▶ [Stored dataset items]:

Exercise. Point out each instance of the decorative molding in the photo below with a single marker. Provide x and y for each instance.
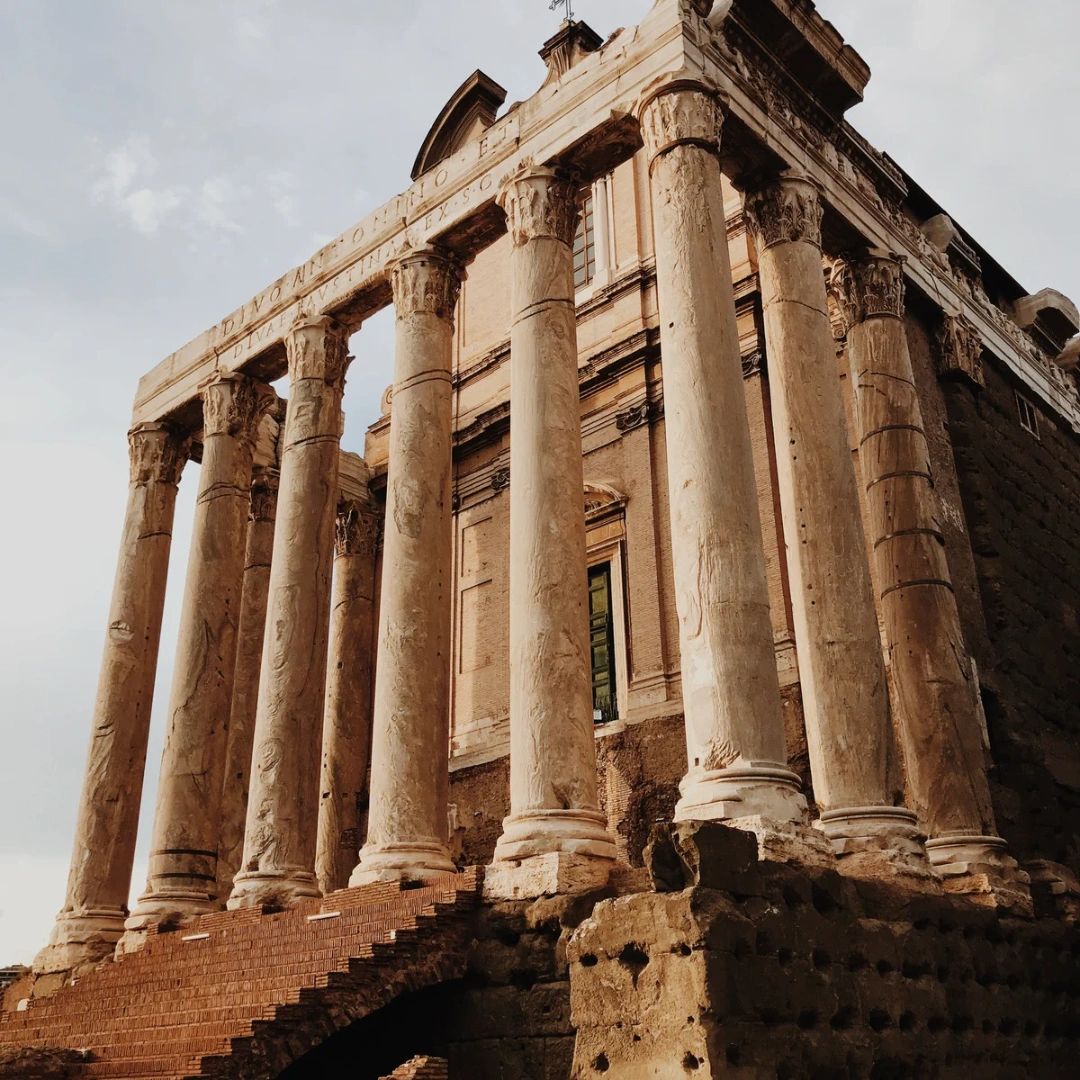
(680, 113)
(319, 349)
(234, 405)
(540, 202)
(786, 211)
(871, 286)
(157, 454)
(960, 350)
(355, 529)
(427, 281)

* * *

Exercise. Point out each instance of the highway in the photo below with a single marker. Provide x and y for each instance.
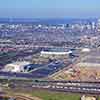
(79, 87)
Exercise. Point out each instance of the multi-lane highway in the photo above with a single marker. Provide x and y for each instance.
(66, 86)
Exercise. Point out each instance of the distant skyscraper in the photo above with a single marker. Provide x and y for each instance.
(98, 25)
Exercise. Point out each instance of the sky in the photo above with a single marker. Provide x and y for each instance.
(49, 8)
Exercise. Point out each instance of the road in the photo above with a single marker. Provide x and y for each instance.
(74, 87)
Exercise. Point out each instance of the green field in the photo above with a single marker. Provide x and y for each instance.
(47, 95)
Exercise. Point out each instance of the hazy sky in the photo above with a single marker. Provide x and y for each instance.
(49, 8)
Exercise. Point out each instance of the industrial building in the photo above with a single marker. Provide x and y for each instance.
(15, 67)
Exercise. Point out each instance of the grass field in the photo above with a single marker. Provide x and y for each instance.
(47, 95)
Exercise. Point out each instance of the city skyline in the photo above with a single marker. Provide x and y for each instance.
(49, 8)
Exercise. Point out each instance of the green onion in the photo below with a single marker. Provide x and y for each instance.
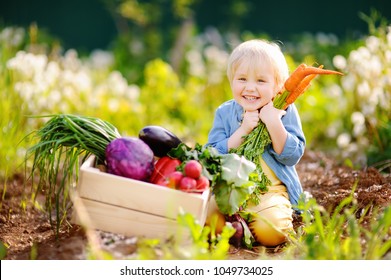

▶ [Required work]: How many lines of the records contain the word "below"? Give only the number.

▶ [Exercise output]: 3